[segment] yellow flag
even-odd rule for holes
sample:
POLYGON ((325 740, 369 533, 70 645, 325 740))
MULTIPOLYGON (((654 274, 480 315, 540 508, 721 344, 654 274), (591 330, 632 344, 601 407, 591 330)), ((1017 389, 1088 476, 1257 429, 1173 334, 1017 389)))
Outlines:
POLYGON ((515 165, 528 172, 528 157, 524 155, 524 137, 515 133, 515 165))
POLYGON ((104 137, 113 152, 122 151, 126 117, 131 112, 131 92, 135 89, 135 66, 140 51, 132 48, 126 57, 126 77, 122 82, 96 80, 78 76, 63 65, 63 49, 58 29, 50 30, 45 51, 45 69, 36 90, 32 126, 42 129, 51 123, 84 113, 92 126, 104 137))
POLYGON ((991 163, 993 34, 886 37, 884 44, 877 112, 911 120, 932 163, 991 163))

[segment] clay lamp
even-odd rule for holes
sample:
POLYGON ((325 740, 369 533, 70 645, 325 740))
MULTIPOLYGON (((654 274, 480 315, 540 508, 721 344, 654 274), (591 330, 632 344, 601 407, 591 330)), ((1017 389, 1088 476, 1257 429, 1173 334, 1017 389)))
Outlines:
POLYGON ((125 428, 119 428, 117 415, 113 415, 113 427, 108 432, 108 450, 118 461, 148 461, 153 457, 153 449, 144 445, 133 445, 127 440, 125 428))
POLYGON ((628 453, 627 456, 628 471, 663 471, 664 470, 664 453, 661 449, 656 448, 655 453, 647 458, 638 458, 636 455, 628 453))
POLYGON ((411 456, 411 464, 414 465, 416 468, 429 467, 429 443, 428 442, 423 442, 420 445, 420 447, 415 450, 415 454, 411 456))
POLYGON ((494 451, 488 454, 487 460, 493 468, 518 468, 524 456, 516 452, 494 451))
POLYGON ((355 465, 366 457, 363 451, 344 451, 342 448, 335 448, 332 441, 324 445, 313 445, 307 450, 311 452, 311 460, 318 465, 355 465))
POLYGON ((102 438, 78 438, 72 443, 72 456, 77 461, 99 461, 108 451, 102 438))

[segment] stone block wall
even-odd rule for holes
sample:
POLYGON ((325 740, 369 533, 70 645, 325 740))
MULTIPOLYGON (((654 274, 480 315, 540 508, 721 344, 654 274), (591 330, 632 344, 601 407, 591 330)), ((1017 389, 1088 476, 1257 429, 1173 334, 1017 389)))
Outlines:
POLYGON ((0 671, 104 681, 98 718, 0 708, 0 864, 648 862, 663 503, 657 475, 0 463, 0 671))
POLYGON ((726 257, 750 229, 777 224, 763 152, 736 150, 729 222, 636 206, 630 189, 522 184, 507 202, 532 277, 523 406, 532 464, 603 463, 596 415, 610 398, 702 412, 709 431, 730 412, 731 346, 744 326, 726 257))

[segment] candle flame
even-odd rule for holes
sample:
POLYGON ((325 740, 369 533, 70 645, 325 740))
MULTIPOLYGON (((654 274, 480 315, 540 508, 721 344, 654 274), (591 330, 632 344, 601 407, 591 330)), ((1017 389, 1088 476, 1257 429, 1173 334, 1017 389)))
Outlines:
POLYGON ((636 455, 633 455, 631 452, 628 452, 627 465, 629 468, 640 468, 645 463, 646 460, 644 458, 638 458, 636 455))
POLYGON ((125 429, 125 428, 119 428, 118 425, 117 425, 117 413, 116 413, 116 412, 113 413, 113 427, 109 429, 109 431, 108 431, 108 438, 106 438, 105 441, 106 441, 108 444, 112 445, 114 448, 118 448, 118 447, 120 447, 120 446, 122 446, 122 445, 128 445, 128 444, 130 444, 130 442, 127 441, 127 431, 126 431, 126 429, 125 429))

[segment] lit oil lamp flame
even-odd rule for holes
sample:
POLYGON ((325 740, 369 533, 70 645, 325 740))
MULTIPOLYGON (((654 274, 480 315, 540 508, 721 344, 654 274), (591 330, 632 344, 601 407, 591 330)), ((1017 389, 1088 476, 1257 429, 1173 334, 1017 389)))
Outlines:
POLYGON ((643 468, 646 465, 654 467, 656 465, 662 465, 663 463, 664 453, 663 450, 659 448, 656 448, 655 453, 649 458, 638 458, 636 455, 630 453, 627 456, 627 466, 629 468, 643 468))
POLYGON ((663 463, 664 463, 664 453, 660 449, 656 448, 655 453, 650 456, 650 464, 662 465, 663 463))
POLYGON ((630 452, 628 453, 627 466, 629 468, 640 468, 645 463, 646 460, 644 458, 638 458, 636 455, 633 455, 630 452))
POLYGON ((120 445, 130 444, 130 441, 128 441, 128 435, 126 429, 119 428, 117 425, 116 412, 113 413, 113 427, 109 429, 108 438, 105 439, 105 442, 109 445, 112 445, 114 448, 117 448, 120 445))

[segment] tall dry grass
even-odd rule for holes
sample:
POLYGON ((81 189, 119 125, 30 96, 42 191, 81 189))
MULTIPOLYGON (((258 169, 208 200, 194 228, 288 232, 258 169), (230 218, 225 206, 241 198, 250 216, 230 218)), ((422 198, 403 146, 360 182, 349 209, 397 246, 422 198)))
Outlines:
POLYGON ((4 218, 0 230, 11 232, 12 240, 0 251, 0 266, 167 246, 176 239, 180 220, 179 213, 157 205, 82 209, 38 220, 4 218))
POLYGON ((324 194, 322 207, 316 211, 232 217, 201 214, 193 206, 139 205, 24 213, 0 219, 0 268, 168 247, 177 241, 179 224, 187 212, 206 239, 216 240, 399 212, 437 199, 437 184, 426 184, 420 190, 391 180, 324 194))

● **What is needed**
Write out, word for word, all lines from the line that holds "MULTIPOLYGON (((258 169, 208" through the last line of the listing, with both end lines kept.

● **Answer section**
MULTIPOLYGON (((258 169, 208 200, 194 228, 288 232, 258 169), (230 218, 225 206, 241 198, 250 216, 230 218)), ((422 198, 403 146, 360 182, 349 209, 397 246, 422 198)))
Outlines:
POLYGON ((4 218, 0 230, 11 232, 12 240, 0 251, 0 266, 167 246, 176 239, 180 220, 179 213, 157 205, 82 209, 38 220, 4 218))
POLYGON ((324 194, 322 207, 316 211, 232 217, 201 214, 193 206, 139 205, 24 213, 0 219, 0 268, 168 247, 177 241, 179 224, 187 212, 206 239, 216 240, 399 212, 437 199, 437 184, 426 184, 420 190, 391 180, 324 194))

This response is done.